• **Aim of the task**
Exact reproduction is required for all entries.
§
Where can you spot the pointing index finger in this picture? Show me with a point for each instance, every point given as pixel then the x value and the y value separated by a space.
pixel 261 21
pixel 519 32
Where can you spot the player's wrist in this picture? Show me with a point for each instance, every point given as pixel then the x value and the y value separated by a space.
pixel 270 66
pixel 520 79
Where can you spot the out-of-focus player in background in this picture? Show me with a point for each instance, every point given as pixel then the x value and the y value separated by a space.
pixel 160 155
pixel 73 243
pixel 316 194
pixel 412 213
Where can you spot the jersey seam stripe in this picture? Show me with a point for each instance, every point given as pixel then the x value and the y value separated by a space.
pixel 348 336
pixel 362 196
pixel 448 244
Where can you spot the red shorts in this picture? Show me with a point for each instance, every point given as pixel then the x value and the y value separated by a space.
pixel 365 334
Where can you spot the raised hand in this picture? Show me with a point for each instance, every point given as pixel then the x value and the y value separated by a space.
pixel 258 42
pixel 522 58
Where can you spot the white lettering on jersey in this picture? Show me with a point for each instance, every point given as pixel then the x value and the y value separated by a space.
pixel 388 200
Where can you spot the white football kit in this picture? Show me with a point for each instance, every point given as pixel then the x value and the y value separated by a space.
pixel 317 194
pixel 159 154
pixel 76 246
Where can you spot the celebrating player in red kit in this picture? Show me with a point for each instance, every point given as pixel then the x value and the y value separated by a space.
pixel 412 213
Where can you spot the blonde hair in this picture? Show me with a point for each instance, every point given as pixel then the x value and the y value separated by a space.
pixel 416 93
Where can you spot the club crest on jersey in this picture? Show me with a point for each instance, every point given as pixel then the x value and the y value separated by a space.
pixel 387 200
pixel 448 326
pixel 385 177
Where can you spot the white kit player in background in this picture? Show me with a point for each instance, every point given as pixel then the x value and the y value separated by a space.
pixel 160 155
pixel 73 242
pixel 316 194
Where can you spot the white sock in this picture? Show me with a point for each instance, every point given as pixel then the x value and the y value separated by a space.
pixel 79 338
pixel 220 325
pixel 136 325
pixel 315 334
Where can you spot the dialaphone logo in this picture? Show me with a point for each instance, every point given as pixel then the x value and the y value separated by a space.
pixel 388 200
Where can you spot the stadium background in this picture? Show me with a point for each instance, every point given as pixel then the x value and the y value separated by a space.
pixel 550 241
§
• **Reply to the task**
Where can you spot the pointing index finger in this picture? Show me with a point for each instance, every point given as pixel then the x value and the y value separated by a space.
pixel 261 21
pixel 519 32
Where can you spot the player's wrist in this picture? Show me with a point for each instance, every point given as pixel then the x value and the y value separated by a space.
pixel 270 66
pixel 520 79
Where can you spot the out-of-focus player in background in this picture? Show me with a point for each instance, every point given as pixel then the x value and the y value separated by a space.
pixel 160 155
pixel 73 243
pixel 316 194
pixel 412 213
Where can you spot the jersey seam stripe in this picture? Show me with a point for each instance, every point given as pixel then the x value and the y value separated by a space.
pixel 348 336
pixel 362 196
pixel 448 244
Where can you spot the red shorts in this picture? Show me with a point for each instance, every point given as pixel then the x value and the y value separated by a space.
pixel 365 334
Where can you spot the raised hand in this picture? Show me with a point for each instance, every point given as pixel then the x value and the y value separated by a space.
pixel 258 42
pixel 522 58
Where can you spot the white lettering on jersey in this picture? Show me with a point for each instance, every point given as pixel then the x value and the y value separated by a space.
pixel 388 200
Where can you spot the white football kit in this picture? Show me with a point for each instance, every point given as pixel then the x value and the y value separated by a space.
pixel 317 194
pixel 159 154
pixel 76 246
Where can you spot the celebrating player in red kit in this picture? Show me with a point for each instance, every point given as pixel then the x value and the y value separated by a space.
pixel 412 213
Where can you spot the blonde hair in this picture? Show me with a point for each instance, every point given as pixel then the x value and the y value separated by a space.
pixel 416 93
Where can you spot the club crest on jersey in this picture? Show me with a point for each instance, every point given as pixel then the x value and the y value separated by a space.
pixel 387 200
pixel 448 326
pixel 385 177
Where can you spot the white kit player in background in this picture? Show me with a point for each instance, every point given as pixel then the x value and the y value separated by a space.
pixel 160 155
pixel 73 242
pixel 316 194
Where can you spot the white sock in this picture? Show me with a point for each instance, every point given as pixel then the x value and the y value separated by a space.
pixel 79 338
pixel 220 325
pixel 136 325
pixel 315 334
Where can you spot the dialaphone logo in this picture? Show me with a point for each instance, every point given as pixel then the x value and the y value separated by a space.
pixel 388 200
Where can you spot the stadium background in this picture? Show me with a point for each instance, every point given as pixel then the x value and the y value separated by a space.
pixel 550 241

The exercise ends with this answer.